= Atividades =
1. Repita sem alterações o trecho do texto sobre Jorge Alemán que começa em "29 Mai 2020" e termina em "John Milton (1608-1674).".
2. Segundo o texto sobre Jorge Alemán, que cidade ele escolheu para se exilar em 1976?

= Texto para leitura =
↓

29 Mai 2020
O psicanalista Jorge Alemán analisa a “radical catástrofe” gerada pela covid-19 em Pandemónium: notas sobre el desastre, publicado em ebook por Ned. “O capitalismo já mostrou, e pode voltar a repetir, que é capaz de se rearmar e seguir seu movimento sem fim, a não ser que os países emergentes reinventem um possível caminho de emancipação, levando a uma radicalização da democracia frente às derivas neofascistas tão ativas, neste momento, em todo o mundo”, explica Alemán em um dos capítulos de seu novo livro, cuja capa é a reprodução do quadro do pintor inglês John Martin (1789-1854), inspirado em Paraíso Perdido, poema narrativo de John Milton (1608-1674).
“Não acredito que haverá um colapso quando a pandemia sanitária for controlada, de fato, a maioria dos governos dos países ocidentais quer sair da crise sanitária, não como dizem para salvar vidas, mas para salvar o próprio capitalismo (FMI, Fundo Europeu, grandes financeiras, bancos etc.) e que a máquina continue funcionando, mais uma vez, mesmo que esteja gerando maior pobreza e injustiça social”, acrescenta o psicanalista argentino.
Na entrevista ao jornal Página/12, o autor de livros fundamentais como Lacán en la razón posmoderna, Derivas del discurso capitalista e Capitalismo: crimen perfecto o emancipación, entre outros, explica, de Madri, a cidade que escolheu para se exilar em 1976, que “essa pandemia está derrubando todas as ficções que, nos últimos anos, sustentaram o neoliberalismo”.

↑

= Registros fornecidos =

↓

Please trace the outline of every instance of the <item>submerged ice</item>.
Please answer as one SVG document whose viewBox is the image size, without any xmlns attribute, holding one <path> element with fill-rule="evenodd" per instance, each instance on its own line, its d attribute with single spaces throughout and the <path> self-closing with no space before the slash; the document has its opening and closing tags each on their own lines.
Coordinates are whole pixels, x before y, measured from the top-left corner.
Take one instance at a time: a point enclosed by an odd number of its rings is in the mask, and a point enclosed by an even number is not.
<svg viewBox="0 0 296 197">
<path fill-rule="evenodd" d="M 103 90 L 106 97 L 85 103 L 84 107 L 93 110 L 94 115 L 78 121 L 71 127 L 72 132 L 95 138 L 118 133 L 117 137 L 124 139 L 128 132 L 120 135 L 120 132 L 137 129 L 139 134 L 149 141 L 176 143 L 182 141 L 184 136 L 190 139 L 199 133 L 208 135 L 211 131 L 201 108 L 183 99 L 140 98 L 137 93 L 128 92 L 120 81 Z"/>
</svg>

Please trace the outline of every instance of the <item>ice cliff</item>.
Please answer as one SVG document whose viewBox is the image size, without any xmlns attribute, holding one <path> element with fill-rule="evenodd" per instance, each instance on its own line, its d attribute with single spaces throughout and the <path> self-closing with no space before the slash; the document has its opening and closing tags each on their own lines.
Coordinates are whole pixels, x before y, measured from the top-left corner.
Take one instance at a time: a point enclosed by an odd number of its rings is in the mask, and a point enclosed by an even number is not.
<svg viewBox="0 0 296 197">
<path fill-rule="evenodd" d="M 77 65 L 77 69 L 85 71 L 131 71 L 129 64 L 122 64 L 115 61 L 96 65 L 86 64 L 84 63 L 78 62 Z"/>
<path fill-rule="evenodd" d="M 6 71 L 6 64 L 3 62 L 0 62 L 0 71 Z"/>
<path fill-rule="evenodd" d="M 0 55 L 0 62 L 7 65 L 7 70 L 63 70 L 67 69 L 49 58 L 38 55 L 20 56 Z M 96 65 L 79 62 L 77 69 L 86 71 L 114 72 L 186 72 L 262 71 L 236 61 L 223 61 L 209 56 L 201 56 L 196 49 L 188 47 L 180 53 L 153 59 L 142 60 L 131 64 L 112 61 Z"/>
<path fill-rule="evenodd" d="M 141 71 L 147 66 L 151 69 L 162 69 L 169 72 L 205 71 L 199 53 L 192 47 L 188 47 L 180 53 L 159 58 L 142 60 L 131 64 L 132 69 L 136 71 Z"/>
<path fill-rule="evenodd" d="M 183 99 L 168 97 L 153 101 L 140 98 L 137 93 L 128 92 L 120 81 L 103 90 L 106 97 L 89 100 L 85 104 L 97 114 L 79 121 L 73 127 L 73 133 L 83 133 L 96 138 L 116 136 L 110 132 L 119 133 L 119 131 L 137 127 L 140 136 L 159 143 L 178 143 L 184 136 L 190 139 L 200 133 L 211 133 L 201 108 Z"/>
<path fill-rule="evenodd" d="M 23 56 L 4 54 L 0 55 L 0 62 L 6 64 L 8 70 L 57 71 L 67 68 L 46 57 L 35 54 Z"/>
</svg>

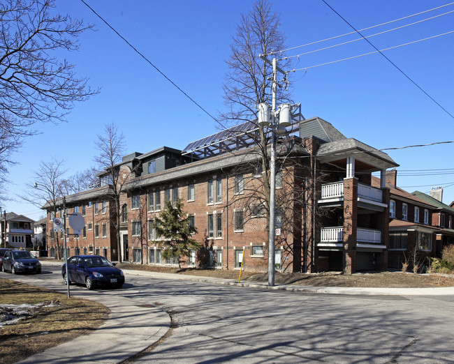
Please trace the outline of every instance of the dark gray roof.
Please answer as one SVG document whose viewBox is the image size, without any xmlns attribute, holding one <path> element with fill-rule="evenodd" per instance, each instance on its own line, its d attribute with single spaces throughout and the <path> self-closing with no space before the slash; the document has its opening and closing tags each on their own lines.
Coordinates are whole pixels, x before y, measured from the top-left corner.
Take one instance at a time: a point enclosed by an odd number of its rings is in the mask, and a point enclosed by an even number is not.
<svg viewBox="0 0 454 364">
<path fill-rule="evenodd" d="M 318 116 L 300 123 L 300 137 L 302 139 L 315 137 L 326 143 L 346 139 L 332 125 Z"/>
<path fill-rule="evenodd" d="M 78 202 L 95 201 L 101 199 L 102 197 L 108 197 L 112 195 L 112 188 L 110 185 L 103 185 L 91 190 L 87 190 L 80 192 L 75 193 L 66 196 L 66 204 L 68 205 L 75 204 Z M 57 206 L 63 206 L 63 198 L 59 198 L 57 201 Z M 43 210 L 46 210 L 52 207 L 52 204 L 48 201 L 41 207 Z"/>
</svg>

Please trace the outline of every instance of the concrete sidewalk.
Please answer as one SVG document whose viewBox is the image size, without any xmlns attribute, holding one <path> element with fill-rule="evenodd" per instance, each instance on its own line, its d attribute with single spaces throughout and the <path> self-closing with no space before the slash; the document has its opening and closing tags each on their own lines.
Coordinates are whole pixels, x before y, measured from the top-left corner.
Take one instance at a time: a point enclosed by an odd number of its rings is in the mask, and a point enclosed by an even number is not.
<svg viewBox="0 0 454 364">
<path fill-rule="evenodd" d="M 61 266 L 59 261 L 44 261 L 43 266 Z M 454 287 L 441 288 L 353 288 L 321 287 L 292 285 L 268 287 L 263 282 L 240 282 L 233 280 L 185 275 L 182 274 L 123 270 L 129 275 L 159 279 L 190 280 L 211 285 L 224 285 L 260 289 L 282 289 L 295 292 L 354 295 L 427 296 L 454 295 Z M 78 296 L 74 294 L 74 296 Z M 108 307 L 111 313 L 105 323 L 94 333 L 76 338 L 21 361 L 22 363 L 119 363 L 137 354 L 162 338 L 170 326 L 170 318 L 163 310 L 142 305 L 121 295 L 84 295 Z M 146 307 L 145 307 L 146 306 Z"/>
</svg>

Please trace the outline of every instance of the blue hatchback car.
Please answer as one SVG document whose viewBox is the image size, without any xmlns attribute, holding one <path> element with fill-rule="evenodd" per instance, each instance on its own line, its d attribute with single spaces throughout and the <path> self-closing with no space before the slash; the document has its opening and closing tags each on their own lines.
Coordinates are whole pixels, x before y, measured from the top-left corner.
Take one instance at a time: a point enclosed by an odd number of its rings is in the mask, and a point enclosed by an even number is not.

↑

= Respostas =
1.
29 Mai 2020
O psicanalista Jorge Alemán analisa a “radical catástrofe” gerada pela covid-19 em Pandemónium: notas sobre el desastre, publicado em ebook por Ned. “O capitalismo já mostrou, e pode voltar a repetir, que é capaz de se rearmar e seguir seu movimento sem fim, a não ser que os países emergentes reinventem um possível caminho de emancipação, levando a uma radicalização da democracia frente às derivas neofascistas tão ativas, neste momento, em todo o mundo”, explica Alemán em um dos capítulos de seu novo livro, cuja capa é a reprodução do quadro do pintor inglês John Martin (1789-1854), inspirado em Paraíso Perdido, poema narrativo de John Milton (1608-1674).

2. Madri.